## Source data
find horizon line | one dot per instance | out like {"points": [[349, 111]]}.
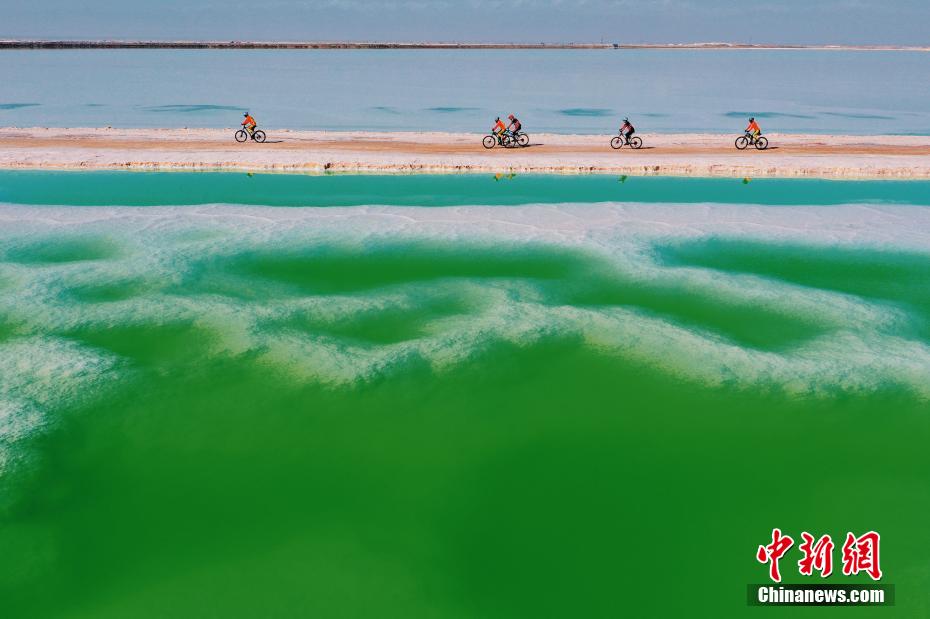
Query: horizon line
{"points": [[236, 44]]}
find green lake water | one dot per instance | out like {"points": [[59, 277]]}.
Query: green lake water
{"points": [[553, 397]]}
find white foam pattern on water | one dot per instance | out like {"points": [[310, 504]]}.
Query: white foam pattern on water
{"points": [[860, 348]]}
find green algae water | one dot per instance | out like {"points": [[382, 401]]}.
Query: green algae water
{"points": [[551, 397]]}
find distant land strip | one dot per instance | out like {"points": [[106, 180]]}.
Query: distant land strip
{"points": [[48, 44]]}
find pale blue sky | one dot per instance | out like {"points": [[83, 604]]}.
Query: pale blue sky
{"points": [[902, 22]]}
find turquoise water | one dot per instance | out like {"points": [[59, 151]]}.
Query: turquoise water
{"points": [[150, 189], [564, 91], [524, 398]]}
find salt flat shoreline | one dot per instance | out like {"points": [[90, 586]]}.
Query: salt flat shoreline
{"points": [[437, 45], [310, 152]]}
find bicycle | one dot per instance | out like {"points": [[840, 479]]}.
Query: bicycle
{"points": [[620, 140], [257, 134], [506, 139], [743, 142]]}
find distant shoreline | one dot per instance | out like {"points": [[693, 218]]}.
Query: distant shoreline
{"points": [[67, 44], [368, 152]]}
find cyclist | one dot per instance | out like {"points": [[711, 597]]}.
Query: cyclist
{"points": [[627, 130], [249, 123], [754, 130], [499, 128]]}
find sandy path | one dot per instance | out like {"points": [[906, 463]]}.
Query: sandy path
{"points": [[304, 151]]}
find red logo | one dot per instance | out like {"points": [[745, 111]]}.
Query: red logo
{"points": [[860, 554], [773, 552]]}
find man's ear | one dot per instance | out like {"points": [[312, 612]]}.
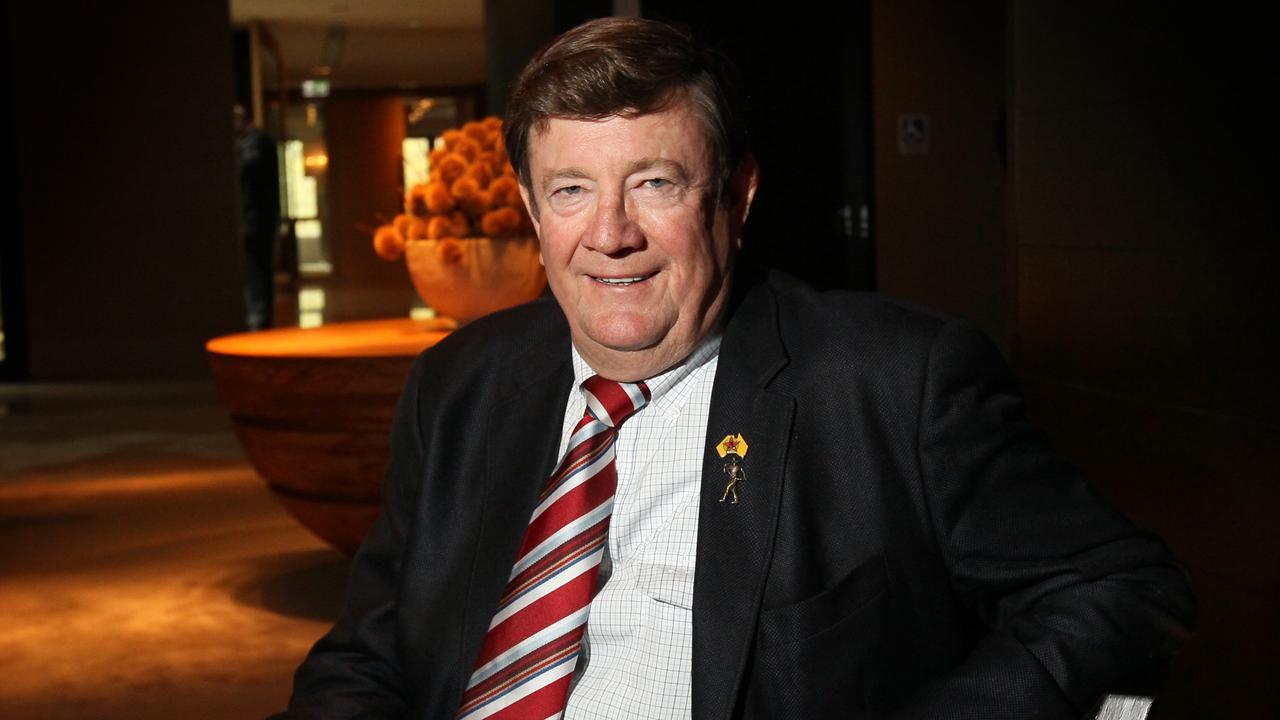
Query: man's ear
{"points": [[741, 190]]}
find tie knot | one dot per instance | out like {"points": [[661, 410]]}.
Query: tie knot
{"points": [[611, 401]]}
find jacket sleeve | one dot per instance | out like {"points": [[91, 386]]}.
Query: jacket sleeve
{"points": [[1072, 598], [353, 671]]}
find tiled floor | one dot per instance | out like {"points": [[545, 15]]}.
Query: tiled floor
{"points": [[145, 572]]}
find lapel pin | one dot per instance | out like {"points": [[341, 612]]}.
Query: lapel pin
{"points": [[732, 449]]}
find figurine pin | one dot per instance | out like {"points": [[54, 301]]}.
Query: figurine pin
{"points": [[732, 449]]}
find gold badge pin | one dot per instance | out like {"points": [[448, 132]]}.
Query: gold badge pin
{"points": [[732, 449]]}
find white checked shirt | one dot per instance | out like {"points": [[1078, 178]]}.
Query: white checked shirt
{"points": [[638, 651]]}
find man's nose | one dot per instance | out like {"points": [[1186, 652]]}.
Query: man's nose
{"points": [[612, 228]]}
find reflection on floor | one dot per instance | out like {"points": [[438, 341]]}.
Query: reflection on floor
{"points": [[145, 572]]}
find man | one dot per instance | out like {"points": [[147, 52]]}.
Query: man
{"points": [[260, 217], [804, 505]]}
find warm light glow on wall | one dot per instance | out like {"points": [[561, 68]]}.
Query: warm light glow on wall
{"points": [[300, 188], [417, 167], [311, 306]]}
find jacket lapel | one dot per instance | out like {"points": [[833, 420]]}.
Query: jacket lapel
{"points": [[735, 542], [522, 437]]}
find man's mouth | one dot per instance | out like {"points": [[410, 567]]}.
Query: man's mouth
{"points": [[622, 282]]}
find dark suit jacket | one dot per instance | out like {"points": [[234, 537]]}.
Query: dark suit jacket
{"points": [[905, 543]]}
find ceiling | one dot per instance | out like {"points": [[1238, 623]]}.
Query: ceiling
{"points": [[374, 42]]}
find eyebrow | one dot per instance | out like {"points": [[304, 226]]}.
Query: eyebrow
{"points": [[632, 167]]}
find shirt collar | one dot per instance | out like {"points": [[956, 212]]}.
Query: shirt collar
{"points": [[667, 379]]}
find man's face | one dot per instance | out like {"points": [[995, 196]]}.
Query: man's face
{"points": [[636, 245]]}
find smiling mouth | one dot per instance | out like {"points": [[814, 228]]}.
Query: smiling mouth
{"points": [[622, 282]]}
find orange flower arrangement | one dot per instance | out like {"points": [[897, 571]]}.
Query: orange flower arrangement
{"points": [[471, 190]]}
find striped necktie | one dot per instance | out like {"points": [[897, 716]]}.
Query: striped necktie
{"points": [[529, 654]]}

## What is being asked
Rescale everything from the line containing "find smiling mouth" down to the end of the entries, and give only those lines again, requests included. Multiply every point coordinate in the answers by 2.05 and round to whole numbers, with halves rounded up, leaving the numbers in the requests and their format samples unchanged.

## Task result
find smiling mouth | one dot per instance | out like {"points": [[814, 228]]}.
Query: smiling mouth
{"points": [[1275, 578]]}
find orange flower arrangement | one dot per instance | out like {"points": [[897, 571]]}.
Query: orange flower arrangement
{"points": [[966, 390]]}
find striped necktie | one dot per instance | out like {"points": [[897, 716]]}.
Query: striped necktie
{"points": [[1084, 1341]]}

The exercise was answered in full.